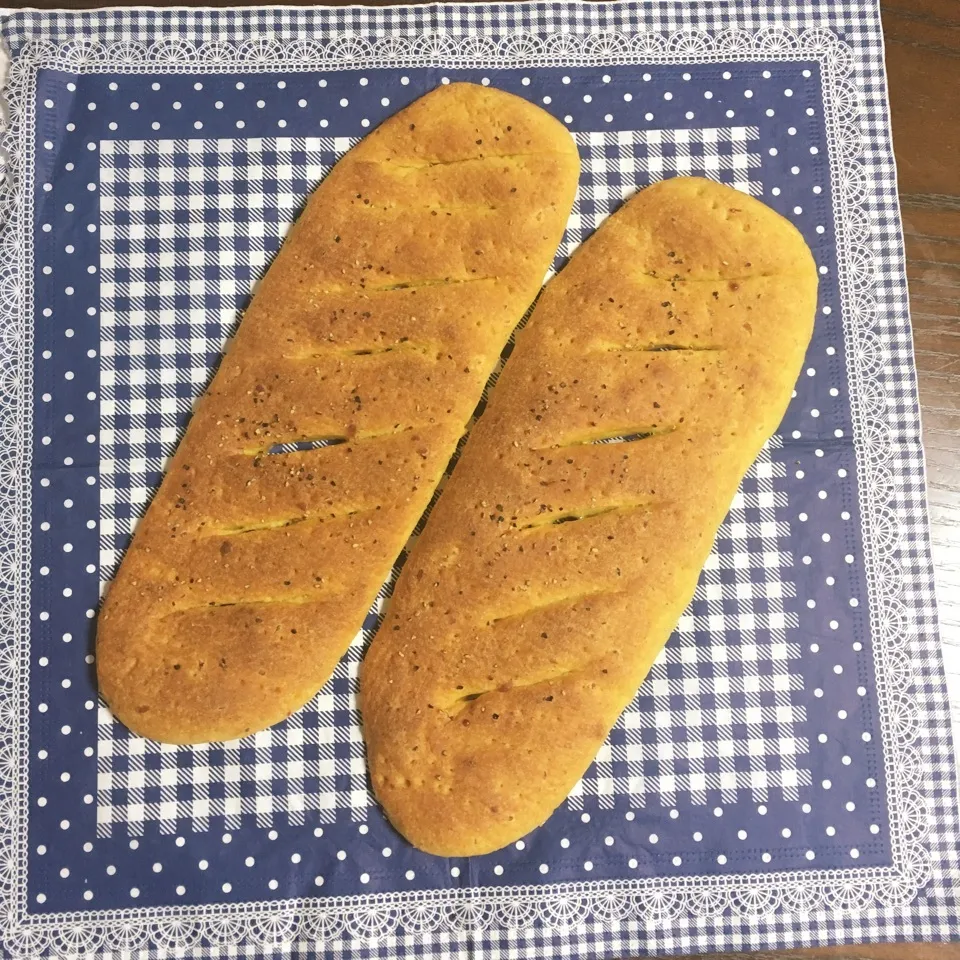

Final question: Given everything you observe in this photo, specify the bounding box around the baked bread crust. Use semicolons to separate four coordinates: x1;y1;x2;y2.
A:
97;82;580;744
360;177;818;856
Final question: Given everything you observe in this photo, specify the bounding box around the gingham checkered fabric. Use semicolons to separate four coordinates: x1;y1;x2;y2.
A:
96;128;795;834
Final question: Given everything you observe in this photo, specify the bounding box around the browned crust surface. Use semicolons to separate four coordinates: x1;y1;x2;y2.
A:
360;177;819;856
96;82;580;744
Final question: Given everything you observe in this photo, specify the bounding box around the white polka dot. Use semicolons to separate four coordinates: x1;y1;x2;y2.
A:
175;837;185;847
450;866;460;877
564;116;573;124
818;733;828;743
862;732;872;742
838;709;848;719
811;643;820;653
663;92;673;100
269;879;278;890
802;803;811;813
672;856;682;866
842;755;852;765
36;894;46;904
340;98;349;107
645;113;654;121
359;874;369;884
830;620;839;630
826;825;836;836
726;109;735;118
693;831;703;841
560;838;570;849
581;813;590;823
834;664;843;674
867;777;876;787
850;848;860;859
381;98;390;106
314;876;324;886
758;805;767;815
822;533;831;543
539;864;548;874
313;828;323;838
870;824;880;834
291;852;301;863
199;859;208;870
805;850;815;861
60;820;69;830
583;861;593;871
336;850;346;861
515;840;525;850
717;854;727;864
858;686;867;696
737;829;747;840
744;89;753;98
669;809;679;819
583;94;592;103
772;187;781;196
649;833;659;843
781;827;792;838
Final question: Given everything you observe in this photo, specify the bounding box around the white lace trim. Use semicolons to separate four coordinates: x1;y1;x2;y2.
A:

**********

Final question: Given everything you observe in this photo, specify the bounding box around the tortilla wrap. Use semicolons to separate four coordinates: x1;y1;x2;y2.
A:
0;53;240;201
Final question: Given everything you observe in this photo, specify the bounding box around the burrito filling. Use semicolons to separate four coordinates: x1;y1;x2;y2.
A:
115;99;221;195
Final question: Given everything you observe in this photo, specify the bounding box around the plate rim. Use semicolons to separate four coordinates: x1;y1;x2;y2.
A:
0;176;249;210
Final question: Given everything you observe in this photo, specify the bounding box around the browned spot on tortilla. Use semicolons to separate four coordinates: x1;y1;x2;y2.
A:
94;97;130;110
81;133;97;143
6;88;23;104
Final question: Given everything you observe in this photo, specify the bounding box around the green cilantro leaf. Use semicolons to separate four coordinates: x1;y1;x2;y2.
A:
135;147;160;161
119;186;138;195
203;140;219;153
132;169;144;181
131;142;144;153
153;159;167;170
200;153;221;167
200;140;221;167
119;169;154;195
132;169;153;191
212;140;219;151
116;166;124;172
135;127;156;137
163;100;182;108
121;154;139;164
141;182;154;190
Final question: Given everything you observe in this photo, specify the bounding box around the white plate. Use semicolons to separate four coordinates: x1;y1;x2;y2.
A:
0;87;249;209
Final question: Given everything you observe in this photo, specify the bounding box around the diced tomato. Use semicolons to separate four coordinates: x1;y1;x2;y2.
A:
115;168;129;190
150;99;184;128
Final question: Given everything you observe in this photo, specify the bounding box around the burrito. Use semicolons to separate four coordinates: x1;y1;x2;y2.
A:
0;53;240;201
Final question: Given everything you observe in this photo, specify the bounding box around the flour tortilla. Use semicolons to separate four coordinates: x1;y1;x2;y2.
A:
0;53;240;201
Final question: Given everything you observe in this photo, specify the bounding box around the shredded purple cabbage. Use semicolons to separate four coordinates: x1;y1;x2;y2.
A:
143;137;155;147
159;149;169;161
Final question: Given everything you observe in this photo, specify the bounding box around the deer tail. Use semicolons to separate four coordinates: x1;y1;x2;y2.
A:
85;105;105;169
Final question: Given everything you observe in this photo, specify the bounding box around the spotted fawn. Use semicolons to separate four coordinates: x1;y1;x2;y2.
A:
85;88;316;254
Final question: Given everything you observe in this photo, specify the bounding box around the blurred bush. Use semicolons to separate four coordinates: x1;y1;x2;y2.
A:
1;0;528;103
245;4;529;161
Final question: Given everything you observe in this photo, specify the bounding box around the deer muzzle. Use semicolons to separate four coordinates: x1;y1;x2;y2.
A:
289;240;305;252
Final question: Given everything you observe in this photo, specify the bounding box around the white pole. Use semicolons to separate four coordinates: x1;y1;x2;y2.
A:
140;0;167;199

**********

**What to work on**
The required answer is the run of lines above, starting at the line with "crust. Use semicolons to separate four coordinates: x1;y1;x2;y2." and ending at the line with "dot. Use semicolons to separate four coordinates: x1;y1;x2;y2.", reproduced exactly with both ends.

**Result below**
Final question: Given everything you observe in this photo, specify the bounding box around the baked bread crust. Use semicolons to separate four coordinates: x1;y1;x2;y2.
A:
97;82;580;744
360;177;818;856
Final question: Given everything you observe in this photo, specify the bounding box around the gingham checkered fabric. Use semicolons to separate four coordinates: x1;y1;x2;y2.
A:
96;128;795;834
Final question: Given everything you observe in this photo, specify the bounding box around the browned crust surface. Use semicolons to separate four coordinates: x1;y1;x2;y2.
A:
360;177;819;856
96;82;580;744
Final question: Given everything you observe in this photo, specify the bounding box around the white polka dot. Use semicolons to separate four coordinates: x1;y1;x2;y2.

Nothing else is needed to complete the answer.